Entries taken from a collection
+-------+

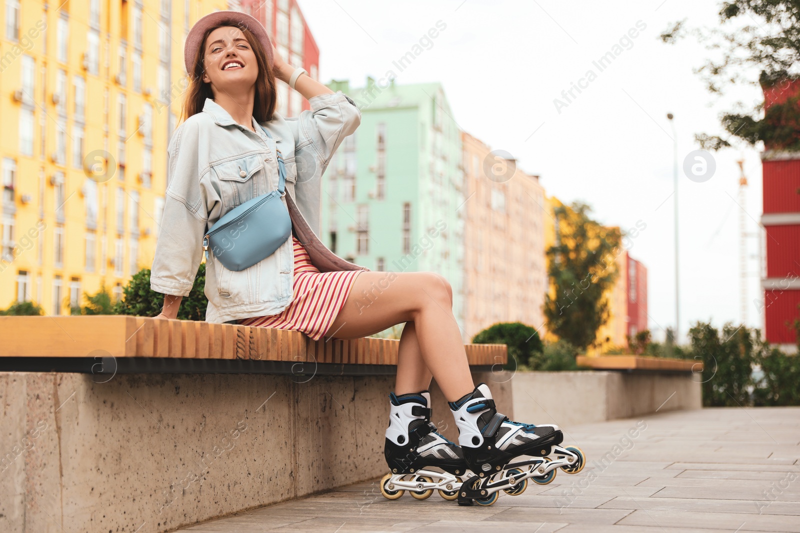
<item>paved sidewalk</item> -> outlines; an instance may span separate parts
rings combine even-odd
[[[586,454],[583,471],[558,471],[550,485],[530,483],[492,507],[461,507],[436,493],[388,501],[376,479],[179,531],[800,532],[800,408],[675,412],[564,429],[564,444]]]

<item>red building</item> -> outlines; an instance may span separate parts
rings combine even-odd
[[[628,324],[626,334],[631,338],[647,329],[647,268],[626,253],[627,268],[625,276],[628,292]]]
[[[764,88],[765,109],[798,94],[798,81]],[[765,336],[770,344],[792,350],[796,346],[792,324],[800,318],[800,153],[766,145],[761,158],[761,222],[766,232],[766,277],[762,280]]]
[[[319,80],[319,48],[295,0],[241,0],[240,5],[241,11],[264,25],[285,62],[302,66],[309,76]],[[297,117],[310,109],[308,101],[297,91],[290,91],[288,85],[278,82],[278,113]]]

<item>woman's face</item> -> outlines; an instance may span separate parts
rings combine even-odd
[[[244,34],[236,26],[214,30],[206,39],[203,77],[216,94],[241,93],[258,78],[258,63]]]

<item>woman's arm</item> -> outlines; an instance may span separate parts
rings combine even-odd
[[[272,48],[274,52],[273,54],[273,71],[275,73],[275,78],[289,83],[289,80],[292,77],[292,73],[294,72],[297,67],[286,64],[278,54],[278,50],[275,49],[274,46]],[[302,94],[306,100],[310,100],[320,94],[334,93],[334,91],[306,74],[300,74],[300,78],[294,82],[294,90]]]
[[[176,296],[173,294],[164,295],[164,307],[156,318],[178,318],[178,310],[181,308],[181,300],[183,296]]]

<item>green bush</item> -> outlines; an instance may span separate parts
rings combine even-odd
[[[704,406],[800,405],[800,357],[770,347],[760,330],[698,322],[689,336],[703,363]]]
[[[508,363],[505,368],[533,368],[542,354],[542,340],[530,326],[522,322],[499,322],[478,332],[472,338],[475,344],[506,344],[508,346]]]
[[[114,306],[115,315],[155,316],[164,306],[164,295],[150,288],[150,268],[142,268],[130,278],[122,289],[122,299]],[[181,301],[178,318],[182,320],[205,320],[208,299],[205,294],[206,264],[201,263],[194,284],[188,296]]]
[[[0,310],[3,316],[39,316],[43,314],[45,310],[31,301],[14,301],[5,311]]]
[[[111,295],[106,290],[106,285],[101,285],[100,290],[94,296],[90,296],[87,292],[83,293],[83,298],[86,300],[86,305],[81,307],[70,307],[70,315],[113,315],[114,304],[111,302]]]
[[[533,370],[579,370],[575,363],[578,348],[566,340],[545,344],[542,356]]]

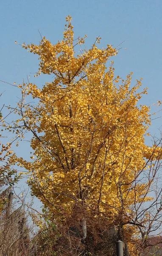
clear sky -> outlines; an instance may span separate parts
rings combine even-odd
[[[34,78],[30,73],[37,71],[37,57],[14,42],[39,44],[39,29],[56,43],[61,39],[65,17],[70,15],[75,37],[88,36],[87,48],[98,36],[102,38],[101,47],[116,47],[124,41],[113,59],[115,73],[124,79],[133,72],[132,85],[136,79],[143,78],[143,87],[148,87],[148,94],[141,104],[151,105],[162,100],[162,0],[1,0],[0,80],[20,84],[30,75],[31,81],[40,86],[50,81],[47,76]],[[0,93],[5,91],[0,104],[15,106],[20,96],[18,89],[1,82],[0,87]],[[160,112],[157,116],[160,116]],[[153,121],[153,135],[162,120]],[[25,157],[27,148],[24,144],[15,150]]]

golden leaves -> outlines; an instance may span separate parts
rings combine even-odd
[[[137,105],[147,90],[137,92],[141,79],[131,87],[132,73],[125,81],[115,77],[113,61],[107,69],[117,53],[110,45],[101,49],[95,44],[77,55],[75,47],[84,38],[74,41],[70,16],[67,21],[63,39],[55,45],[44,37],[39,45],[22,45],[39,57],[36,76],[54,77],[42,88],[31,83],[19,86],[24,101],[29,95],[36,102],[18,104],[22,116],[15,123],[16,132],[32,133],[35,156],[32,163],[20,162],[31,173],[33,193],[58,218],[60,206],[70,213],[80,201],[92,212],[98,204],[99,212],[112,216],[121,209],[121,191],[128,212],[134,199],[132,181],[151,152],[144,143],[150,108]],[[137,203],[144,191],[138,189]]]

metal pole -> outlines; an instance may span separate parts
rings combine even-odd
[[[117,251],[117,256],[123,256],[123,242],[120,240],[116,242],[116,249]]]

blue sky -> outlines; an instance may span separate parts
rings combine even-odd
[[[87,48],[98,36],[102,38],[101,47],[124,41],[113,59],[115,73],[124,79],[133,72],[132,85],[142,77],[148,94],[141,104],[151,105],[162,100],[162,10],[161,0],[1,0],[0,80],[20,84],[30,75],[31,81],[40,86],[50,81],[49,76],[34,78],[30,73],[37,71],[36,56],[14,42],[39,44],[39,29],[56,43],[62,38],[65,17],[70,15],[75,37],[88,36]],[[0,104],[15,106],[18,89],[0,82],[0,93],[4,91]],[[160,116],[160,112],[157,117]],[[153,121],[153,135],[161,125],[162,118]],[[16,148],[22,156],[28,154],[25,145]]]

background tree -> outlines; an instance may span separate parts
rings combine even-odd
[[[117,49],[98,48],[100,38],[77,55],[84,38],[74,39],[70,16],[67,21],[63,39],[56,44],[45,37],[39,45],[22,44],[39,56],[36,76],[54,79],[42,88],[29,81],[19,86],[22,97],[15,112],[20,117],[8,128],[22,138],[31,133],[33,160],[18,161],[28,170],[32,193],[51,219],[59,224],[75,215],[82,242],[87,240],[90,220],[129,224],[125,236],[130,239],[142,225],[137,212],[151,200],[154,162],[161,155],[161,141],[151,147],[145,143],[150,108],[137,103],[147,90],[137,91],[141,79],[130,87],[132,73],[125,81],[115,76],[113,62],[109,67],[106,64]],[[34,105],[26,103],[30,96]],[[142,212],[146,219],[148,212]]]

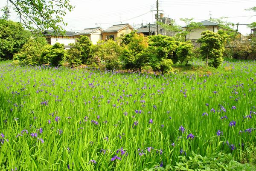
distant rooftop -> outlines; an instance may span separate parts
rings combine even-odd
[[[46,36],[54,36],[55,33],[53,30],[46,30],[43,33]],[[66,31],[66,34],[64,35],[66,36],[74,36],[75,35],[74,31]],[[61,34],[60,32],[57,33],[57,36],[64,36],[64,35]]]
[[[76,33],[75,35],[89,34],[93,33],[93,32],[99,30],[99,29],[101,30],[102,31],[103,31],[103,30],[99,27],[95,27],[93,28],[84,28],[81,31]]]
[[[107,28],[106,30],[104,30],[102,32],[102,33],[106,33],[106,32],[117,32],[117,31],[119,31],[119,30],[122,29],[122,28],[123,28],[125,27],[127,27],[128,26],[130,27],[131,28],[132,28],[132,27],[131,26],[130,26],[130,25],[129,24],[128,24],[128,23],[116,24],[115,25],[113,25],[112,26],[111,26],[111,27],[109,28]]]
[[[204,21],[201,21],[198,22],[198,23],[200,24],[200,25],[201,26],[218,26],[218,25],[216,23],[212,22],[212,21],[208,21],[208,20],[205,20]],[[182,28],[187,27],[186,26],[182,27]]]

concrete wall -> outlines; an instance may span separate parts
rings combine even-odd
[[[67,46],[70,43],[75,43],[75,37],[74,36],[51,37],[51,45],[53,45],[57,42],[64,44],[64,46]]]
[[[98,30],[91,35],[90,40],[93,43],[93,44],[96,45],[97,42],[99,40],[102,40],[102,36],[101,34],[101,32],[100,30]]]
[[[207,30],[216,33],[218,30],[218,28],[216,26],[206,26],[204,28],[192,30],[191,32],[186,35],[186,39],[198,39],[201,37],[201,33]]]
[[[114,35],[114,40],[116,40],[116,37],[117,37],[117,32],[108,32],[108,33],[102,33],[102,40],[105,40],[105,37],[106,36],[111,36],[112,35]]]
[[[131,29],[130,27],[127,26],[123,29],[119,31],[117,34],[117,36],[119,37],[120,37],[122,35],[128,34],[131,33],[132,31],[132,30]]]

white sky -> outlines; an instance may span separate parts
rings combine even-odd
[[[6,0],[0,1],[0,7],[6,5]],[[128,23],[135,28],[155,22],[156,0],[70,0],[75,6],[68,13],[64,20],[68,23],[67,31],[76,32],[84,28],[101,26],[106,29],[113,24]],[[180,18],[194,18],[194,21],[226,17],[235,24],[249,24],[256,21],[256,12],[245,9],[256,6],[255,0],[159,0],[159,9],[165,16],[175,20],[180,26],[184,23]],[[11,19],[19,21],[17,15],[11,13]],[[239,31],[245,35],[250,29],[245,25],[239,27]]]

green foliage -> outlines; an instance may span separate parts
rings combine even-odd
[[[192,21],[193,19],[194,18],[180,18],[180,20],[185,23],[185,27],[183,28],[181,26],[177,25],[175,21],[172,21],[171,23],[168,24],[161,22],[157,23],[166,30],[173,32],[173,37],[176,40],[184,42],[186,40],[186,36],[193,31],[195,29],[202,29],[205,28],[201,26],[200,23]]]
[[[176,54],[181,63],[188,64],[189,61],[193,60],[194,46],[191,42],[181,42],[179,45]]]
[[[61,66],[63,65],[66,60],[67,54],[64,49],[64,45],[58,43],[55,43],[51,51],[50,63],[54,66]]]
[[[253,7],[250,8],[250,9],[246,9],[245,10],[256,12],[256,6],[254,6]],[[250,24],[247,25],[247,26],[250,28],[256,28],[256,22],[252,22]]]
[[[121,59],[125,68],[133,71],[138,69],[141,72],[141,68],[148,60],[148,55],[144,53],[148,46],[147,37],[142,34],[134,34],[122,54]]]
[[[132,41],[132,39],[134,37],[134,35],[136,34],[136,31],[133,31],[128,34],[122,36],[120,37],[120,40],[121,40],[120,45],[121,46],[127,45],[131,41]]]
[[[26,28],[42,32],[49,28],[55,33],[62,31],[62,27],[67,25],[63,17],[73,8],[69,0],[8,0]]]
[[[210,60],[213,60],[209,63],[211,66],[218,68],[223,61],[222,57],[227,34],[221,31],[216,33],[207,30],[201,34],[202,37],[197,42],[201,43],[200,53],[203,59],[206,60],[205,66],[207,67],[207,62]]]
[[[253,47],[249,43],[237,43],[233,48],[233,56],[235,59],[247,60],[253,52]]]
[[[77,54],[78,53],[79,54],[81,54],[81,57],[79,55],[78,57],[76,57],[73,56],[72,57],[77,58],[77,59],[75,60],[75,61],[78,62],[81,60],[81,63],[88,64],[89,59],[93,56],[93,44],[86,36],[81,36],[80,38],[77,39],[77,42],[70,45],[73,46],[72,48],[77,49],[77,50],[73,50],[73,51],[76,51],[76,53]],[[78,51],[80,52],[79,53]],[[76,65],[78,65],[78,63]]]
[[[50,51],[52,50],[52,46],[51,45],[47,45],[44,47],[41,53],[39,64],[40,65],[46,64],[49,63],[51,60],[51,56]]]
[[[155,167],[156,166],[154,166]],[[202,157],[192,152],[189,157],[179,156],[179,161],[174,165],[167,165],[158,170],[163,171],[252,171],[256,169],[253,165],[241,164],[235,160],[231,154],[213,154],[210,157]],[[145,169],[146,171],[149,170]],[[154,169],[154,170],[155,170]]]
[[[13,56],[13,59],[21,65],[37,65],[44,63],[42,61],[41,54],[47,46],[44,37],[38,37],[35,39],[31,38],[23,46],[19,52]]]
[[[12,59],[30,35],[21,24],[0,20],[0,60]]]
[[[149,65],[153,71],[160,71],[163,74],[172,69],[171,66],[174,59],[177,61],[177,58],[174,57],[176,57],[175,52],[177,47],[177,44],[171,37],[161,34],[149,37],[149,46],[146,52],[149,58]]]
[[[97,46],[98,51],[96,54],[105,63],[106,68],[108,70],[118,68],[121,50],[118,43],[111,39],[102,41]]]
[[[41,55],[41,63],[49,62],[53,66],[63,65],[67,54],[64,50],[64,45],[56,43],[53,46],[48,46],[43,50]]]
[[[76,48],[70,48],[67,50],[68,56],[67,61],[70,66],[74,67],[80,66],[82,64],[81,51]]]

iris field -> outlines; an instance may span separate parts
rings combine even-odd
[[[165,75],[9,64],[0,170],[232,170],[255,157],[256,61]]]

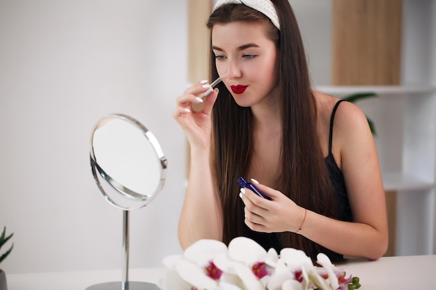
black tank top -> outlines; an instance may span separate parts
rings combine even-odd
[[[352,215],[350,202],[348,200],[348,195],[345,187],[345,179],[342,171],[339,169],[336,162],[334,160],[333,154],[332,153],[332,143],[333,140],[333,121],[334,115],[339,104],[343,100],[339,100],[334,105],[332,117],[330,118],[330,132],[329,135],[329,153],[325,158],[325,162],[330,175],[330,180],[334,191],[334,195],[336,200],[337,210],[338,213],[338,219],[340,220],[350,222],[352,221]],[[265,250],[271,248],[276,249],[277,252],[280,252],[280,250],[283,248],[279,240],[279,237],[276,233],[263,233],[254,232],[250,229],[246,225],[244,225],[244,236],[256,241],[259,245],[262,245]],[[343,259],[343,257],[338,253],[332,251],[328,255],[332,261],[339,261]],[[327,254],[327,252],[325,254]]]

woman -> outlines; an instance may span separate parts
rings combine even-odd
[[[204,81],[177,99],[173,117],[191,147],[182,248],[245,236],[313,259],[382,256],[384,192],[366,119],[354,104],[311,90],[288,0],[218,1],[208,27],[211,76],[227,74],[204,102]],[[258,180],[270,200],[240,193],[240,176]]]

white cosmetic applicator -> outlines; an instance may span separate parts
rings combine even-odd
[[[210,95],[210,93],[212,92],[213,92],[213,89],[215,87],[215,86],[217,86],[218,83],[219,83],[223,80],[224,78],[227,76],[228,74],[228,72],[226,72],[223,75],[219,76],[219,77],[218,77],[218,79],[217,79],[214,81],[212,81],[212,83],[209,86],[209,87],[210,87],[209,90],[208,90],[205,92],[203,92],[203,95],[205,97],[208,97],[209,95]]]

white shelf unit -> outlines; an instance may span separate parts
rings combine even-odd
[[[338,97],[375,92],[356,104],[373,120],[384,188],[397,192],[396,255],[435,254],[436,86],[318,86]]]

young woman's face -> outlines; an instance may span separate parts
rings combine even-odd
[[[260,22],[215,24],[212,48],[219,75],[235,102],[251,106],[277,97],[278,56],[274,42]]]

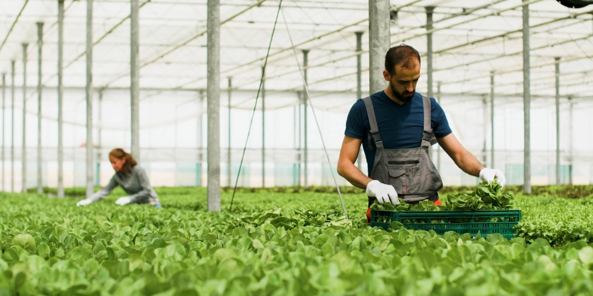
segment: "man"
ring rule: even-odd
[[[438,142],[461,170],[489,182],[498,177],[505,185],[500,170],[484,168],[451,132],[445,113],[432,98],[416,92],[420,78],[420,54],[413,47],[392,47],[385,57],[385,89],[361,99],[352,106],[346,123],[337,172],[352,185],[366,189],[369,207],[381,204],[428,199],[441,204],[442,182],[428,156],[428,147]],[[369,176],[354,165],[362,144]],[[370,178],[369,178],[370,177]],[[370,209],[367,211],[370,219]]]

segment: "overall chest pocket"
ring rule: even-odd
[[[398,194],[420,193],[420,162],[419,159],[387,162],[389,184]]]

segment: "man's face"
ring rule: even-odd
[[[418,61],[410,62],[411,67],[402,66],[401,64],[396,65],[391,75],[387,70],[383,75],[385,80],[389,81],[393,96],[403,102],[412,101],[416,92],[416,84],[420,78],[420,63]]]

+-------+

_What you need to do_
Copy out the listing from the line containing "young woman's face" through the end of the listing, including both ends. Omit the pictures.

_Full answer_
young woman's face -> outlines; an instance may span separate parts
rings combine even-odd
[[[260,22],[215,24],[212,48],[219,75],[235,102],[251,106],[277,97],[278,56],[274,42]]]

segment: "man"
ring rule: even-odd
[[[438,142],[461,170],[489,182],[498,177],[505,185],[500,170],[484,168],[451,132],[445,113],[432,98],[416,92],[420,78],[420,54],[413,47],[392,47],[385,57],[385,89],[361,99],[352,106],[346,123],[337,172],[352,185],[366,189],[369,207],[381,204],[428,199],[441,204],[442,182],[428,156],[428,147]],[[369,176],[354,165],[362,144]],[[370,178],[369,178],[370,177]],[[370,209],[367,211],[370,219]]]

segment: "overall chest pocket"
ring rule: even-odd
[[[398,194],[420,193],[420,162],[419,159],[387,162],[389,184]]]

segment: "man's face"
ring rule: even-odd
[[[418,61],[410,62],[411,67],[402,66],[401,64],[396,65],[391,75],[387,70],[383,75],[385,80],[389,81],[393,96],[403,102],[412,101],[416,92],[416,84],[420,78],[420,63]]]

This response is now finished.